Data shown:

.....

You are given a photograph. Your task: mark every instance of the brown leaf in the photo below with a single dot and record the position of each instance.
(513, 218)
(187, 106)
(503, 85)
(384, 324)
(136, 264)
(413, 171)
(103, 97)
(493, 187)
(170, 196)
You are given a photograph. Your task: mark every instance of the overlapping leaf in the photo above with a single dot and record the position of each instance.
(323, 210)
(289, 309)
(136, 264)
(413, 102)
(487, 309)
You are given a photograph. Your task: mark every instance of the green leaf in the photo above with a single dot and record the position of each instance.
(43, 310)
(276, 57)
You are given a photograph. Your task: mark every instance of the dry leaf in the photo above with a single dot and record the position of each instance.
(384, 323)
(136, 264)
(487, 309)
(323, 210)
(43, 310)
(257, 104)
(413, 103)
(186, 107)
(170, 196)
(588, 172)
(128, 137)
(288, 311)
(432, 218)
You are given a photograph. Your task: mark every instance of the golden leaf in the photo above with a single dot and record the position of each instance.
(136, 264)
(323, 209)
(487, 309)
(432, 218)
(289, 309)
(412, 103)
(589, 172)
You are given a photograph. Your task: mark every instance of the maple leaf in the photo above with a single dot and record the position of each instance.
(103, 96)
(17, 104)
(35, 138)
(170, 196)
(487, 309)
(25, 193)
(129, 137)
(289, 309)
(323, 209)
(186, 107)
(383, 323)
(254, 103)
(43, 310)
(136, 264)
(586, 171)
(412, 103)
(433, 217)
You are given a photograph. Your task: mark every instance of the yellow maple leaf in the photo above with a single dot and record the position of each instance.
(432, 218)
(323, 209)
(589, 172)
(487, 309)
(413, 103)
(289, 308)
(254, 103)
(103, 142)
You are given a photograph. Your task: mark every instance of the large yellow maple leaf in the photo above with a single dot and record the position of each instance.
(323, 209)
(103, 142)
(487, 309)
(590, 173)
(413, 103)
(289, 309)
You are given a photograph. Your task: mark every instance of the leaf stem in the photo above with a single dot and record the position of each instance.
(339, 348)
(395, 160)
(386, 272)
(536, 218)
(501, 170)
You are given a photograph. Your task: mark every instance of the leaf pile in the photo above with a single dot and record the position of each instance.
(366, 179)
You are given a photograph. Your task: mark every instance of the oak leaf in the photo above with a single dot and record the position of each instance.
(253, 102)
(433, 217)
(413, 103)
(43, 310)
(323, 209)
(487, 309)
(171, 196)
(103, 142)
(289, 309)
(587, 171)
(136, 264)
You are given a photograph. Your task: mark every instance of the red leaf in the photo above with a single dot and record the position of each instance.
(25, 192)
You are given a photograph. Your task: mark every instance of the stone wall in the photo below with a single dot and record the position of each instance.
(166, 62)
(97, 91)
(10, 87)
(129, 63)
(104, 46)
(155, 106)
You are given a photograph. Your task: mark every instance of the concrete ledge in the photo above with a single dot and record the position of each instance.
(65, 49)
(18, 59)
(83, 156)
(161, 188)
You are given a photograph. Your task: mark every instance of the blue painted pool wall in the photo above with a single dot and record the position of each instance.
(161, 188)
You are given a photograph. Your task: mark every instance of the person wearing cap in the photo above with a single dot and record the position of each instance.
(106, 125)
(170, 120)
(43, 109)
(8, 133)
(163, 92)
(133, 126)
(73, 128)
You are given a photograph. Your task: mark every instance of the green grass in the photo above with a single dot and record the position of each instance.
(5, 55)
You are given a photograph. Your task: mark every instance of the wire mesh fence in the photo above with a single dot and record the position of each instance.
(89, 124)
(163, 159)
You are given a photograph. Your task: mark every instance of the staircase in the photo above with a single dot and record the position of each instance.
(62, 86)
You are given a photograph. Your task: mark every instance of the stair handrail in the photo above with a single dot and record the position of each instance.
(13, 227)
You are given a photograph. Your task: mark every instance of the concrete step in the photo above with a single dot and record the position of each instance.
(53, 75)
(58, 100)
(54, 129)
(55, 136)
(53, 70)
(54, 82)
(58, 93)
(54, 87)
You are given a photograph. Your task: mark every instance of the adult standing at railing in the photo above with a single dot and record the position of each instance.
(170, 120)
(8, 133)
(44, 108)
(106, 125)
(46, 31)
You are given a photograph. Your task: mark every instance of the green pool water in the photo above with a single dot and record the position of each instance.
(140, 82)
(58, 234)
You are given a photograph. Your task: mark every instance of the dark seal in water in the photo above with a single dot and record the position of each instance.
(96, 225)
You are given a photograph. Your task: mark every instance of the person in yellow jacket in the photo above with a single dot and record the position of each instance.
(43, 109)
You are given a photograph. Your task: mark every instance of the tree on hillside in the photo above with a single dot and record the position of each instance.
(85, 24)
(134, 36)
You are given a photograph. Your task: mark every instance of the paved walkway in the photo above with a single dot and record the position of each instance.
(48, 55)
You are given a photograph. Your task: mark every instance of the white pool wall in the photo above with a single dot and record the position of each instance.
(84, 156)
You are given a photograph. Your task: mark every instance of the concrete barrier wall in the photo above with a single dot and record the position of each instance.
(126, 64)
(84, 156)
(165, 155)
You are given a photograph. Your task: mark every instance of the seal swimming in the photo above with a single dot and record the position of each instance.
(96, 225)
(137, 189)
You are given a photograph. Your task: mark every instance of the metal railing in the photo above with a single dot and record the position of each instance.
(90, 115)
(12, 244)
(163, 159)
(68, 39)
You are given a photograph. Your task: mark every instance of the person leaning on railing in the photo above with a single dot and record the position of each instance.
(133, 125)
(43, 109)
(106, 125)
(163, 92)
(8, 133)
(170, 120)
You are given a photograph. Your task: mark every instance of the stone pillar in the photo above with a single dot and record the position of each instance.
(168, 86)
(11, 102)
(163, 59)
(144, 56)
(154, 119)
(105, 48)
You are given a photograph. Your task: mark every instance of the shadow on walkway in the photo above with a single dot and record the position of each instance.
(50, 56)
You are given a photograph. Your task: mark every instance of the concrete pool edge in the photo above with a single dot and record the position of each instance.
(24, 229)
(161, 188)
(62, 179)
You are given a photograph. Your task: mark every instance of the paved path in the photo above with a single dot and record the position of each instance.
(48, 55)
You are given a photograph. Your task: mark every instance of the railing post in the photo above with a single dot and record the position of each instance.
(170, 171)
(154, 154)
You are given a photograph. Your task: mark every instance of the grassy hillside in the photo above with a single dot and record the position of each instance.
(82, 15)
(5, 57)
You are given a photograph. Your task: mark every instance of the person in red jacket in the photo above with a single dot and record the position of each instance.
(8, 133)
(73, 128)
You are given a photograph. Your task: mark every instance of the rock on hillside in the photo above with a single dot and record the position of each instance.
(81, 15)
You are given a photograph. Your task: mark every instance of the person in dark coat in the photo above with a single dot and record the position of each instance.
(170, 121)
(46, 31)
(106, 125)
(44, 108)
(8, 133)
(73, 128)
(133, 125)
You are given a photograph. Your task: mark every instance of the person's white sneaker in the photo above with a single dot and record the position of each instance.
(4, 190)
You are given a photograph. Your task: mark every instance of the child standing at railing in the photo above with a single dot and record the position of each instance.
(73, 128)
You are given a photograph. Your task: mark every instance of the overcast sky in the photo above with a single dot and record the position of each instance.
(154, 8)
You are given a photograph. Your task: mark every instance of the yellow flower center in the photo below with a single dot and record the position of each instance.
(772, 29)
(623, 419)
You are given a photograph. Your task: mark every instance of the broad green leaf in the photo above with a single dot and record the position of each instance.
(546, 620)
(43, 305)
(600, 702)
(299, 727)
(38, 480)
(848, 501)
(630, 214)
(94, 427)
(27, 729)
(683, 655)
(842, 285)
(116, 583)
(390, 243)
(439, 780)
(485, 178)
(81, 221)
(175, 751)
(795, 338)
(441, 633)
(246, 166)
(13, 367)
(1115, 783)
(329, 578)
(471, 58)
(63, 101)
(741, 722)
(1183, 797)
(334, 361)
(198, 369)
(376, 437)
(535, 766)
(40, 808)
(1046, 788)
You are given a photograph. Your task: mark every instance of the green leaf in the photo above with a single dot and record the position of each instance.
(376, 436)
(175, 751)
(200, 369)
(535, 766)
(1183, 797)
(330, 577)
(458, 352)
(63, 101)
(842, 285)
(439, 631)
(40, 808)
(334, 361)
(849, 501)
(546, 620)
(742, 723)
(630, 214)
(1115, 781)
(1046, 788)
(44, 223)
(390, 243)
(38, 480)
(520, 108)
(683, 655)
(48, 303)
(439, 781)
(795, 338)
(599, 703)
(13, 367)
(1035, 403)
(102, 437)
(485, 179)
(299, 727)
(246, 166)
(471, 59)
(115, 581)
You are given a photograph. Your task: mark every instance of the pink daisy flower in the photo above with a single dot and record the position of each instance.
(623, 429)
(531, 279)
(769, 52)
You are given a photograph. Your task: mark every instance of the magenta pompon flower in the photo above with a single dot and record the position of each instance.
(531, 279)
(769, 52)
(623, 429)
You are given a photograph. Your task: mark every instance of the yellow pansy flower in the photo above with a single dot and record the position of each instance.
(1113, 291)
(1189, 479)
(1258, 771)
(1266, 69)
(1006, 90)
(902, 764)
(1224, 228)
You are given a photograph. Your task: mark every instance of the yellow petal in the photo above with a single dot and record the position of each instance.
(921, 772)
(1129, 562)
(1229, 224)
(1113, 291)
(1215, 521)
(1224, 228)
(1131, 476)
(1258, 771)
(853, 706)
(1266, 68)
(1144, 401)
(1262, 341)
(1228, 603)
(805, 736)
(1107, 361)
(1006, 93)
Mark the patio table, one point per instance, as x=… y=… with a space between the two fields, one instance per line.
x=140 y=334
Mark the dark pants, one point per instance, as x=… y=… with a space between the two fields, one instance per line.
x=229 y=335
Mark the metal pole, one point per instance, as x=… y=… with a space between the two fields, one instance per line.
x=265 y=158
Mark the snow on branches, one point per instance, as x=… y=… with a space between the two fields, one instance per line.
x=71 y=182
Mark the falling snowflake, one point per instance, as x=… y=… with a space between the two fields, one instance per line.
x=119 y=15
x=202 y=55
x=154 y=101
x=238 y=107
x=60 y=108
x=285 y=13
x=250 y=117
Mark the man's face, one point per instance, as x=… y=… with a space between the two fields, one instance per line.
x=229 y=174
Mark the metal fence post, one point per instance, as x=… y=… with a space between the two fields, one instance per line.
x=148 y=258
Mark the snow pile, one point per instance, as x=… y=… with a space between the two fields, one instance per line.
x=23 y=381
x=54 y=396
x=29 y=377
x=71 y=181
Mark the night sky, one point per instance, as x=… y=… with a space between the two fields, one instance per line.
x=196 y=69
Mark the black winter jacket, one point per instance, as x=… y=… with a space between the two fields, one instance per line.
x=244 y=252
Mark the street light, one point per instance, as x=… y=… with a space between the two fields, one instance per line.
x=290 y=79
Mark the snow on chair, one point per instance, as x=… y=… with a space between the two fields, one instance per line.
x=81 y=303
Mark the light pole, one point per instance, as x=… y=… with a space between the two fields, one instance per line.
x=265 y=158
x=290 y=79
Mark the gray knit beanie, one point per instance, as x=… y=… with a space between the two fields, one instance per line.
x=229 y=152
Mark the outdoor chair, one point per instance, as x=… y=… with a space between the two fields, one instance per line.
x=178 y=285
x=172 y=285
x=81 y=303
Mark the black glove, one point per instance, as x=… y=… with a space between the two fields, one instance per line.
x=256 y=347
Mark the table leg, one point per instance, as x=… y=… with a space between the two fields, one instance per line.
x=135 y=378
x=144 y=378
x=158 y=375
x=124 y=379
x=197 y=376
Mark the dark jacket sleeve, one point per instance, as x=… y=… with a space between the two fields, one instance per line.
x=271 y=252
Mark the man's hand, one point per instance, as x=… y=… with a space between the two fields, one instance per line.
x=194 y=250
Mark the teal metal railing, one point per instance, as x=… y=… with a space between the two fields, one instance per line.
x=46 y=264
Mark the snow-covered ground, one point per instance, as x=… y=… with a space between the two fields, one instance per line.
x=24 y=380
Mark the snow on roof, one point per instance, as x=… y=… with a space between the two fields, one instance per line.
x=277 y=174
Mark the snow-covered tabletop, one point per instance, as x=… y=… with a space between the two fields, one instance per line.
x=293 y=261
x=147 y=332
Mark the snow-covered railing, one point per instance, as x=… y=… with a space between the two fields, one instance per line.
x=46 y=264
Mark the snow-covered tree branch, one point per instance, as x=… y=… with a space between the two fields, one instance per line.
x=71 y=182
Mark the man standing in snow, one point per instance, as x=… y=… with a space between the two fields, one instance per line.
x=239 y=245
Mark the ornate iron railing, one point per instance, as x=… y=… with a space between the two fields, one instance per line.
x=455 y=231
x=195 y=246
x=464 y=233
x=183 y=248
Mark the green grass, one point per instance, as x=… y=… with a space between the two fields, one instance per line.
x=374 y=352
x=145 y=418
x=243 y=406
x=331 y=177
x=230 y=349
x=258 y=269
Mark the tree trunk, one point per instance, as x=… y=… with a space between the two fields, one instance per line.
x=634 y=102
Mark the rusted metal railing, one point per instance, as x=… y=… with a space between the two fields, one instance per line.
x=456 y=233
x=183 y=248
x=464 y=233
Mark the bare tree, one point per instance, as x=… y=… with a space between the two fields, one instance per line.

.....

Reproduce the records above from the line containing "Mark the snow-covered railing, one" through the end of the records, replacing "railing" with "fence" at each occurrence and leaving all other text unchanged.

Mark the snow-covered fence, one point per instance, as x=… y=… with a space between the two fields, one instance per line.
x=46 y=264
Mark the snow-covered tree branch, one point per instance, as x=… y=… with a space between the two fields, one instance per line.
x=71 y=182
Mark the man standing in snow, one point per instance, as x=… y=… with a space between the two fields, one instance per line.
x=239 y=245
Mark the ornate iron fence, one point per instance, as x=… y=… with a space between the two fields, one instance per line.
x=455 y=231
x=195 y=246
x=464 y=233
x=183 y=248
Mark the green grass, one point per instance, as x=… y=… with a space between the two fields, one instance per line.
x=374 y=352
x=145 y=418
x=243 y=406
x=331 y=177
x=230 y=349
x=258 y=269
Mark the tree trunk, one point per instance, as x=… y=… with a space between the two fields, one instance per line.
x=634 y=102
Mark the rusted metal fence, one point per instance, as x=… y=… with a space between the two fields, one instance per line.
x=456 y=233
x=183 y=248
x=464 y=233
Mark the bare tree, one point per instance, as x=… y=… with a space between the two fields, one instance per line.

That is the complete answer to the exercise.